-- Opening Marker --

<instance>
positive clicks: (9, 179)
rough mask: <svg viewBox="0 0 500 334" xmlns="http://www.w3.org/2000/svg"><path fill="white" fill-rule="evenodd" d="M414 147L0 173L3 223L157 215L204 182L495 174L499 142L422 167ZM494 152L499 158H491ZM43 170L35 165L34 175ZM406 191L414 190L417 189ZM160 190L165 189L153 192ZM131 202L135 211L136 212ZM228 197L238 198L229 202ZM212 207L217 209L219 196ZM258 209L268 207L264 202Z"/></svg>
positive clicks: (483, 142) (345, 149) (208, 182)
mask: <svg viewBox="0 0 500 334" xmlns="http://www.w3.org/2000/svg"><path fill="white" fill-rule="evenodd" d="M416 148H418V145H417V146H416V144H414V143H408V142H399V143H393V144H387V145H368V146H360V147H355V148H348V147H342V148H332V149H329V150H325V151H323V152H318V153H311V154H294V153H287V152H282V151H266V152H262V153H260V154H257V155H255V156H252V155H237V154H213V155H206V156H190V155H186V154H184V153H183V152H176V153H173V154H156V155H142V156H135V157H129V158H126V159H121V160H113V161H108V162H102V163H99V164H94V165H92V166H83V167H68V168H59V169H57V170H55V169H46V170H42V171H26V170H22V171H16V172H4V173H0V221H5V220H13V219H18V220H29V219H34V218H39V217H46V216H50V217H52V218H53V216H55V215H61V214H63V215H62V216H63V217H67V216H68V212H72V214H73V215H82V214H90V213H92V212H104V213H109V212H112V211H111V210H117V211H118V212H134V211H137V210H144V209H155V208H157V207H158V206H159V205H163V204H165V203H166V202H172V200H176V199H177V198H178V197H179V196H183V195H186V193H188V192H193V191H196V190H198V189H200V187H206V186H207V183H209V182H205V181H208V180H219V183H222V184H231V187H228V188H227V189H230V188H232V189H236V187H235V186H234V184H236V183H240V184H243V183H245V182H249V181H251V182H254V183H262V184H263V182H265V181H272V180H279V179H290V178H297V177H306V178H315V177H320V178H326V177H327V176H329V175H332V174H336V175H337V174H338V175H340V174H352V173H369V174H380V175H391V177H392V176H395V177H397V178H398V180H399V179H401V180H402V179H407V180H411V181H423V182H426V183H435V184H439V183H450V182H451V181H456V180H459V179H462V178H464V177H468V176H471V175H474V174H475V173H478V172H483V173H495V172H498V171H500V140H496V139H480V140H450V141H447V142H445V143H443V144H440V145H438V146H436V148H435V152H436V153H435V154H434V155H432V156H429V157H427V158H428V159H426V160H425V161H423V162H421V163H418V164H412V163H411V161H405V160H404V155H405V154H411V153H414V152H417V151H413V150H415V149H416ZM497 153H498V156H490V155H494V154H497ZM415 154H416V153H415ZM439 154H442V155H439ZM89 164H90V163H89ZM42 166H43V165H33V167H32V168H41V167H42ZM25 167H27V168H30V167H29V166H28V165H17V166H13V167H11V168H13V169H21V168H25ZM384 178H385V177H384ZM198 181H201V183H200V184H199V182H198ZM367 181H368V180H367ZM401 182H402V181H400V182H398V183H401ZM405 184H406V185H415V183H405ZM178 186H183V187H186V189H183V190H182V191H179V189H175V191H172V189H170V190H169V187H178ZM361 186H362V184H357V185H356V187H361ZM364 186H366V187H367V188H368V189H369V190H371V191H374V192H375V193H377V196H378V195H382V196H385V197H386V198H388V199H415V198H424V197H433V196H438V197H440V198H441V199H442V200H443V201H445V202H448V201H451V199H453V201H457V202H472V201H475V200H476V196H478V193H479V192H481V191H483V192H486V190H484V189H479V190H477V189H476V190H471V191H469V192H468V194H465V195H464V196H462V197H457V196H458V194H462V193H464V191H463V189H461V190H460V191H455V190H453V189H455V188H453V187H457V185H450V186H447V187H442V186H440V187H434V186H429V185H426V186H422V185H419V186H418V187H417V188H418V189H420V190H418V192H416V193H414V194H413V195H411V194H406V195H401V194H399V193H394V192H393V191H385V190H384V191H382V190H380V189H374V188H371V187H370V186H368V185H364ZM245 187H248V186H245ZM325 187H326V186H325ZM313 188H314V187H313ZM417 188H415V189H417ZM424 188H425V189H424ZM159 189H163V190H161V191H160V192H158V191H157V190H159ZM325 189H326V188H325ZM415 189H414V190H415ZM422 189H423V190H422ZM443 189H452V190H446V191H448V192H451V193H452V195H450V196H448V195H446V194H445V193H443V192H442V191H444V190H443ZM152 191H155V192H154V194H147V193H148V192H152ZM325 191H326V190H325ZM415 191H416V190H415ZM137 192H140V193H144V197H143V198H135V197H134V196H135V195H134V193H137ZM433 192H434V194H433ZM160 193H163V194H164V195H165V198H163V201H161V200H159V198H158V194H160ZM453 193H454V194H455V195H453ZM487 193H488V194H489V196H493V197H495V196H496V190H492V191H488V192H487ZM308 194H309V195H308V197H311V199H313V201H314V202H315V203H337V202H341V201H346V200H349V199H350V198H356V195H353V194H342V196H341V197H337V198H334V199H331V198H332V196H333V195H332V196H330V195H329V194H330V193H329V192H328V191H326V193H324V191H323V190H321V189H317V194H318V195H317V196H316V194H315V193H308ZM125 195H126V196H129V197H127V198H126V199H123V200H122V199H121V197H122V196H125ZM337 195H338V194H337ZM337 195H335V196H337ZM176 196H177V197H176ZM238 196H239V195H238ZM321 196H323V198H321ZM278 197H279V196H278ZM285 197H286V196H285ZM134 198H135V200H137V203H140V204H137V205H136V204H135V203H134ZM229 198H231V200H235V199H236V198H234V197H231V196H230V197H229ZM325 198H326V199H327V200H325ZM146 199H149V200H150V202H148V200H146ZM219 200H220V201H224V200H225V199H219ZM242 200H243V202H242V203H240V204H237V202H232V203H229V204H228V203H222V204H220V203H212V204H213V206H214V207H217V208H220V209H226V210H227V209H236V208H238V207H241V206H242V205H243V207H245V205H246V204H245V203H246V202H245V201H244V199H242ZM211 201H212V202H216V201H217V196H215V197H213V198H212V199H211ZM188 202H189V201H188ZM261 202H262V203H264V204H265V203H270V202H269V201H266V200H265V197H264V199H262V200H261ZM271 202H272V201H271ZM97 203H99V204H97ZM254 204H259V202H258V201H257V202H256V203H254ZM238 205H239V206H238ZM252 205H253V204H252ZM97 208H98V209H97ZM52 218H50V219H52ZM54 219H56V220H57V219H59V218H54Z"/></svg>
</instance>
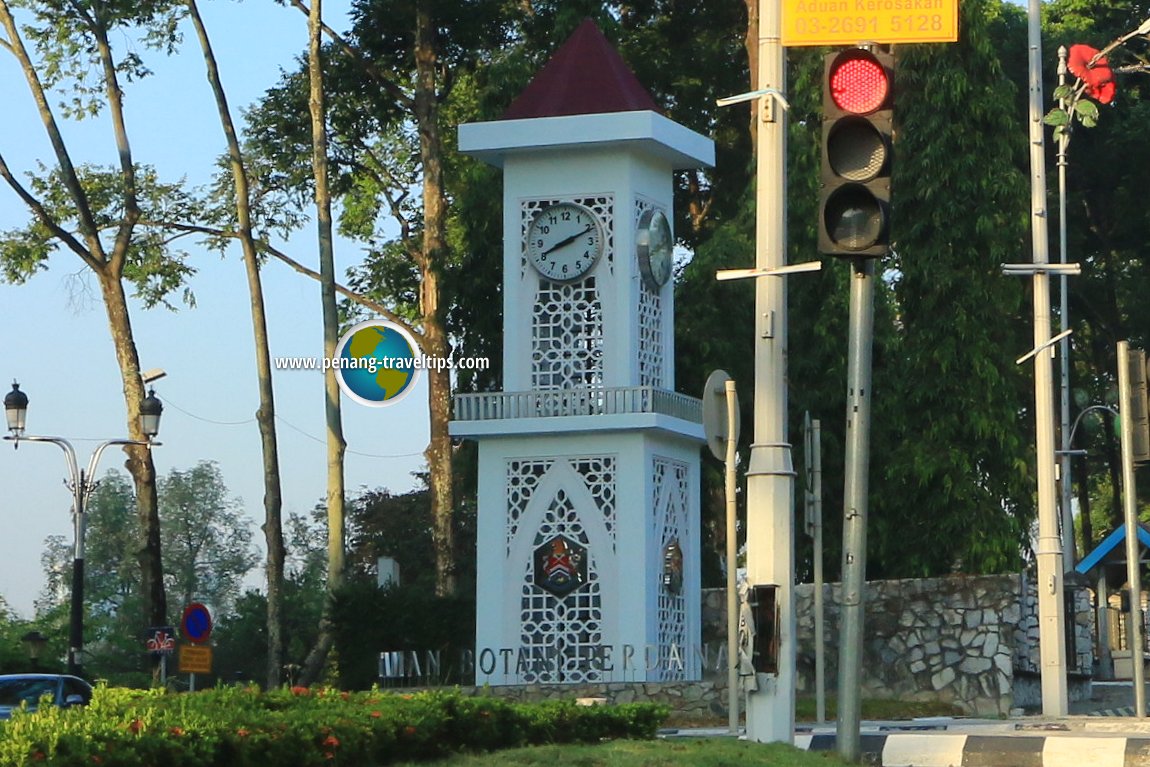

-- Closing Marker --

**What to work on**
Rewrite these items, replacing "positive clicks" with "foreground clicks" and changing nothing else. Leave out the pictures.

**Problem solution**
<instance>
foreground clicks: (9, 179)
rough mask: <svg viewBox="0 0 500 334" xmlns="http://www.w3.org/2000/svg"><path fill="white" fill-rule="evenodd" d="M414 147L0 173L3 223L157 215L204 182L495 174L499 142L422 167ZM494 152L499 158H491ZM43 170L35 165L34 175ZM406 191L414 190L417 189ZM160 190L165 189L153 192ZM131 202L135 211L136 212ZM228 197L238 198L229 202ZM212 207L217 209L219 196ZM258 209L268 207L264 202Z"/></svg>
foreground clicks: (483, 142) (345, 149) (208, 182)
mask: <svg viewBox="0 0 500 334" xmlns="http://www.w3.org/2000/svg"><path fill="white" fill-rule="evenodd" d="M416 148H418V145H417V146H416V144H414V143H408V142H399V143H393V144H387V145H368V146H360V147H355V148H348V147H342V148H332V149H329V150H325V151H323V152H318V153H311V154H294V153H287V152H282V151H266V152H262V153H260V154H257V155H255V156H252V155H237V154H213V155H206V156H190V155H186V154H184V153H183V152H176V153H173V154H156V155H142V156H135V157H129V158H126V159H121V160H113V161H108V162H102V163H99V164H94V165H92V166H83V167H68V168H59V169H57V170H55V169H46V170H42V171H26V170H22V171H16V172H4V173H0V221H5V220H13V219H18V220H29V219H34V218H39V217H46V216H50V217H52V218H53V216H55V215H61V214H63V215H62V216H63V217H67V216H68V212H72V214H73V215H82V214H90V213H92V212H104V213H109V212H112V211H111V210H117V211H118V212H134V211H137V210H144V209H155V208H157V207H158V206H159V205H163V204H165V203H166V202H172V200H176V199H177V198H178V197H179V196H183V195H186V193H188V192H193V191H196V190H198V189H200V187H206V186H207V183H209V182H205V181H208V180H219V183H222V184H231V187H228V188H227V189H230V188H232V189H236V187H235V186H234V184H236V183H240V184H243V183H245V182H249V181H251V182H254V183H262V184H263V182H265V181H272V180H279V179H290V178H297V177H306V178H315V177H320V178H326V177H327V176H329V175H332V174H336V175H337V174H338V175H340V174H352V173H369V174H380V175H391V177H392V176H395V177H397V178H398V180H399V179H401V180H402V179H407V180H411V181H423V182H426V183H435V184H439V183H450V182H451V181H456V180H459V179H462V178H464V177H468V176H471V175H474V174H475V173H478V172H483V173H495V172H498V171H500V140H496V139H480V140H450V141H447V142H445V143H443V144H440V145H438V146H436V148H435V152H436V153H435V154H434V155H432V156H429V157H427V158H428V159H426V160H425V161H423V162H421V163H418V164H412V163H411V161H405V160H404V155H405V154H411V153H414V152H417V151H413V150H415V149H416ZM497 153H498V156H490V155H494V154H497ZM415 154H416V153H415ZM439 154H442V155H439ZM89 164H90V163H89ZM42 166H43V165H33V167H32V168H41V167H42ZM25 167H27V168H30V167H29V166H28V165H17V166H13V167H11V168H13V169H21V168H25ZM384 178H385V177H384ZM198 181H201V183H200V184H199V182H198ZM367 181H368V180H367ZM401 182H402V181H400V182H398V183H401ZM405 184H406V185H415V183H405ZM178 186H183V187H186V189H183V190H182V191H179V189H175V191H172V189H170V190H169V187H178ZM361 186H362V184H357V185H356V187H361ZM364 186H366V187H367V188H368V189H369V190H371V191H374V192H375V193H377V196H378V195H382V196H385V197H386V198H388V199H415V198H424V197H433V196H438V197H440V198H441V199H442V200H443V201H445V202H448V201H451V199H453V201H457V202H472V201H475V200H476V196H478V193H479V192H481V191H483V192H486V190H484V189H479V190H477V189H476V190H471V191H469V192H468V194H465V195H464V196H462V197H457V196H458V194H462V193H464V191H463V189H461V190H460V191H455V190H453V189H455V188H453V187H457V185H450V186H447V187H442V186H440V187H434V186H429V185H426V186H422V185H419V186H418V187H417V188H418V189H420V190H418V192H416V193H414V194H413V195H411V194H406V195H401V194H399V193H394V192H393V191H385V190H384V191H382V190H380V189H374V188H371V187H370V186H368V185H364ZM245 187H248V186H245ZM325 187H326V186H325ZM313 188H314V187H313ZM417 188H415V189H417ZM424 188H425V189H424ZM159 189H163V190H161V191H160V192H158V191H157V190H159ZM325 189H326V188H325ZM415 189H414V190H415ZM422 189H423V190H422ZM443 189H452V190H446V191H448V192H451V193H452V195H450V196H448V195H446V194H445V193H443V192H442V191H444V190H443ZM152 191H155V192H154V194H147V193H148V192H152ZM325 191H326V190H325ZM415 191H416V190H415ZM137 192H140V193H144V197H143V198H135V197H134V196H135V195H134V193H137ZM433 192H434V194H433ZM160 193H163V194H164V195H165V198H163V201H161V200H159V198H158V194H160ZM453 193H454V194H455V195H453ZM487 193H488V194H489V196H493V197H495V196H496V190H492V191H488V192H487ZM308 194H309V195H308V197H311V199H313V201H314V202H315V203H337V202H341V201H346V200H349V199H350V198H356V195H353V194H342V196H341V197H337V198H334V199H331V198H332V196H333V195H332V196H330V195H329V194H330V193H329V192H328V191H326V193H324V191H323V190H321V189H317V194H318V195H317V196H316V194H315V193H308ZM125 195H126V196H129V197H127V198H126V199H123V200H122V199H121V197H122V196H125ZM337 195H338V194H337ZM337 195H335V196H337ZM176 196H177V197H176ZM238 196H239V195H238ZM321 196H323V198H321ZM278 197H279V196H278ZM285 197H286V196H285ZM134 198H135V200H137V203H140V204H137V205H136V204H135V203H134ZM229 198H231V200H235V199H236V198H234V197H231V196H230V197H229ZM325 198H326V199H327V200H325ZM146 199H149V200H150V202H148V200H146ZM219 200H220V201H224V200H225V199H219ZM242 200H243V202H242V203H240V204H237V202H232V203H229V204H228V203H222V204H220V203H212V204H213V206H214V207H217V208H220V209H226V210H227V209H236V208H238V207H241V206H242V205H243V207H245V205H246V204H245V203H246V202H245V201H244V199H242ZM211 201H212V202H216V201H217V196H215V197H213V198H212V199H211ZM188 202H189V201H188ZM261 202H262V203H264V204H265V203H270V202H269V201H266V200H265V197H264V199H262V200H261ZM271 202H272V201H271ZM97 203H99V204H97ZM254 204H259V202H258V201H257V202H256V203H254ZM238 205H239V206H238ZM252 205H253V204H252ZM97 208H98V209H97ZM52 218H50V219H52ZM54 219H56V220H57V219H59V218H54Z"/></svg>
</instance>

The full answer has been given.